# START OF Excerpted passage
A moment of clarity about communication

I don’t believe for one in one instant that it’s just a coincidence that they loaded us in a van and they took us to an meeting that night. Thank God, they put me in a van and they took me to my first Al-Anon meeting, and it turns out this was to be my home group, the Summit Al-Anon Family Group, where I still go today. I fell into a nest of winners. I’m not sure I would have had the courage to go by myself. I’m really do not know. So I’m grateful I went in those meetings and they were talking about the secrets that I’d been keeping for years. I was shocked. That they were openly discussing how they felt about what was happening in their homes. It was exactly what was happening in my home! I immediately fit there and it was amazing because I had not fit in anywhere for years. Nowhere. I just didn’t fit out there in the world. Really, I didn’t fit anywhere; but I fit here in the rooms. I started following Good Orderly Direction for the very first time that I can remember. I was teacher, coach, and Sunday school teacher but I had never followed direction of any kind. I began following Good Orderly Direction in Al-Anon and the first thing I got was HOPE and hope became a tool in my belt. I choose to put on that tool belt on a daily basis and eventually I got a sponsor. She was a black belt in Al-Anon and had been around for 27 years.
# END OF Excerpted passage
# START OF Listing
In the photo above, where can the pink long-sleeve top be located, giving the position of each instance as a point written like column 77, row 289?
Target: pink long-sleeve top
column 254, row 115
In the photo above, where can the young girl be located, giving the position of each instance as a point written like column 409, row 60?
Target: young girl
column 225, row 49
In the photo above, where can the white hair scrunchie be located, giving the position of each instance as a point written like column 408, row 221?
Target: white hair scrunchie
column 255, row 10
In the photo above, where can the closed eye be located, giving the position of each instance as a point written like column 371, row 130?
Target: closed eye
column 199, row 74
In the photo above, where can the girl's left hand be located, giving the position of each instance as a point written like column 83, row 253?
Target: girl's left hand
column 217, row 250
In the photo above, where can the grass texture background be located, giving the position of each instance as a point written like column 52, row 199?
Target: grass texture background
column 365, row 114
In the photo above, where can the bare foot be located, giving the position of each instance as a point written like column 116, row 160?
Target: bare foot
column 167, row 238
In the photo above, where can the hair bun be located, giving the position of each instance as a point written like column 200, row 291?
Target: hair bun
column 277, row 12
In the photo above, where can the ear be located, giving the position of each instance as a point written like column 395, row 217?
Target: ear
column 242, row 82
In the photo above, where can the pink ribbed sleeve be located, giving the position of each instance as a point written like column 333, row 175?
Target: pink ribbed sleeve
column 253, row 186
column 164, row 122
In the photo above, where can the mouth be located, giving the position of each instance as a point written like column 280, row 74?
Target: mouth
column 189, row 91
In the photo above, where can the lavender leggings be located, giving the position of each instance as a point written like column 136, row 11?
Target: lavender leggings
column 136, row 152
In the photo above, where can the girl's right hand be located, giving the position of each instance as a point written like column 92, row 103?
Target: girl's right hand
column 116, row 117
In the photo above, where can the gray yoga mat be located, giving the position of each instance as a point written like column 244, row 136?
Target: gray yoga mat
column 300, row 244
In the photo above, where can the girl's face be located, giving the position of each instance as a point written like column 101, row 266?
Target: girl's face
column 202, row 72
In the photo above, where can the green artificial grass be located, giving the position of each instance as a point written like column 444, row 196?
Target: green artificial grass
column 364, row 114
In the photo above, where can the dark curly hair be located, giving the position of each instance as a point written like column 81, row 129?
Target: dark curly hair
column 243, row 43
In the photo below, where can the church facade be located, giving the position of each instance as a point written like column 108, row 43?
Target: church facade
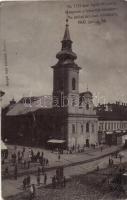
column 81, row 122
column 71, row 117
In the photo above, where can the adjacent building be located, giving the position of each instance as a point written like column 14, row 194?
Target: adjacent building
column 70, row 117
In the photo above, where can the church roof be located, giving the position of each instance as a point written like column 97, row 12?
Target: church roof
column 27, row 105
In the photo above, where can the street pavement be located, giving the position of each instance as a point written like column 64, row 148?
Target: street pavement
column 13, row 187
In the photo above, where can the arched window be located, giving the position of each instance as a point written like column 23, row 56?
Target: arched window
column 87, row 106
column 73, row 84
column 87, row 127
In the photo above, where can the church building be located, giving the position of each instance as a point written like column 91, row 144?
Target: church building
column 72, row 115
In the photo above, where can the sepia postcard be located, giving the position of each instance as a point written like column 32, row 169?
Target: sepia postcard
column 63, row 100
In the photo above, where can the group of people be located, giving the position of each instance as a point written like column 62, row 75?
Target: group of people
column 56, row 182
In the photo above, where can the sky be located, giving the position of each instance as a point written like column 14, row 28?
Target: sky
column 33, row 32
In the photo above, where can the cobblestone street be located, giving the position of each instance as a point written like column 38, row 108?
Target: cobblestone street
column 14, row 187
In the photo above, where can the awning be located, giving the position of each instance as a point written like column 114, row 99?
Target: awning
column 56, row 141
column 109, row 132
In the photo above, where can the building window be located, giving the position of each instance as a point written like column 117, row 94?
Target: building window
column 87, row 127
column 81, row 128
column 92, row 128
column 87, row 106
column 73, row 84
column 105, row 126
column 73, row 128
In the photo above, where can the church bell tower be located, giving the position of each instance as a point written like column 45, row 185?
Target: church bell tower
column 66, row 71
# END OF Listing
# START OF Listing
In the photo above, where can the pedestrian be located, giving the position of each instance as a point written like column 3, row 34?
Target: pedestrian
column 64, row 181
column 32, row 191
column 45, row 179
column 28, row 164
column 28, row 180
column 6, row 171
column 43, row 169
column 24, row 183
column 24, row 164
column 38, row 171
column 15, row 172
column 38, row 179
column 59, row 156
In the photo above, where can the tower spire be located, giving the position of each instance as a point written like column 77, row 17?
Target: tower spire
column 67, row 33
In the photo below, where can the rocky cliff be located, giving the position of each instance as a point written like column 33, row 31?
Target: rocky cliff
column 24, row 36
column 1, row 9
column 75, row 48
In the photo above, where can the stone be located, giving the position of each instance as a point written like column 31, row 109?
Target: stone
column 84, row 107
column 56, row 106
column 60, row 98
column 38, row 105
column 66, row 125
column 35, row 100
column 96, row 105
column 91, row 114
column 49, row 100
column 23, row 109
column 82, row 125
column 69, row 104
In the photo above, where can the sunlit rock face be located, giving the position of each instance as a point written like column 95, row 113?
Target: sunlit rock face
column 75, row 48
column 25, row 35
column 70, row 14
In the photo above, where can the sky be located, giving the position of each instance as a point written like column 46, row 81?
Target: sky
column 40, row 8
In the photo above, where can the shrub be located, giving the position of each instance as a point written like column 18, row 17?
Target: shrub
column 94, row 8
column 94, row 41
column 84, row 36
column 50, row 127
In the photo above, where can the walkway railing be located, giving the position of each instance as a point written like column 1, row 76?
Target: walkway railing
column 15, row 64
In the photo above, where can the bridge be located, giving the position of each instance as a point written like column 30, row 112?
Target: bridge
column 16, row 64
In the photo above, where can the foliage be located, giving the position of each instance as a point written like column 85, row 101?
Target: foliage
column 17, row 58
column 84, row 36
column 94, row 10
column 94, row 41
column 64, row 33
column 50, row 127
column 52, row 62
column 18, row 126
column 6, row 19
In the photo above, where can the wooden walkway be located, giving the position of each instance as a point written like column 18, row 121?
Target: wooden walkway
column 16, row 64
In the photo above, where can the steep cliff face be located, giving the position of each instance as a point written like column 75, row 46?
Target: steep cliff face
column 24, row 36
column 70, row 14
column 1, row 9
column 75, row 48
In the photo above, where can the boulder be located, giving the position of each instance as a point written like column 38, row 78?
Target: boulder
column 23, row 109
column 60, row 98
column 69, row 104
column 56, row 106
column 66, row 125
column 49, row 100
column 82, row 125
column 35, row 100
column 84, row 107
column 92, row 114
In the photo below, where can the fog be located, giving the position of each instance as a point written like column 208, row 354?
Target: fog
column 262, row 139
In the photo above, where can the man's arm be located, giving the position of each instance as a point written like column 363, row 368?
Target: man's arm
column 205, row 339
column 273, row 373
# END OF Listing
Required tasks:
1) Answer these questions from the Al-Anon passage:
(a) What is the name of the home group?
(b) What was the first thing the writer got from following Good Orderly Direction?
(c) How long had the sponsor been around?
2) For each statement, say whether it agrees with the Al-Anon passage and quote the words that decide it.
(a) The writer went to the first Al-Anon meeting alone.
(b) The writer still attends the home group.
(c) Before Al-Anon, the writer had regularly followed direction.
3) Resume the Al-Anon passage, picking up after its final sentence.

Exercise answers:
1)
(a) The Summit Al-Anon Family Group.
(b) Hope.
(c) 27 years.

2)
(a) No: "they put me in a van and they took me to my first Al-Anon meeting"
(b) Yes: "where I still go today"
(c) No: "but I had never followed direction of any kind"

3)
I’ll never forget the first suggestion she made to me, she said, “You know, they do not tell you what to do here, but they make very strong suggestions an in such a way that they just are almost telling you what to do.” Then she laughed. She said, “Robin, it would be a good idea if you didn’t say anything to the alcoholic that was judging accusing or blaming.” I was willing to go to any lengths. So I took that home. I held everything up to it. Is it judging? Is it accusing? Is it blaming? Basically, all communication on my part ceased and could not pass the simple test. I had no idea that everything I had said to that man for years was judging him, accusing him, or blaming him everything.

Good Al-Anon quote

Here is an absolutely wonderful quote that sums up communication, detachment, and the principles of the program. If you know a loved one who is having difficulty with alcoholism, there are always meetings in every city, state, province, county, or town. The gifts of the program keep giving each and every day and a new life is right around the corner

“How can I best help the alcoholic? By not interfering when he gets into difficulties. I must detach myself from his shortcoming, neither making up for them nor criticizing them. Let me learn to play my own role, and leave his to him. If he fails in it, the failure is not mine, no matter what others may think or say about it.” One Day At a Time in Al-Anon, pg.29)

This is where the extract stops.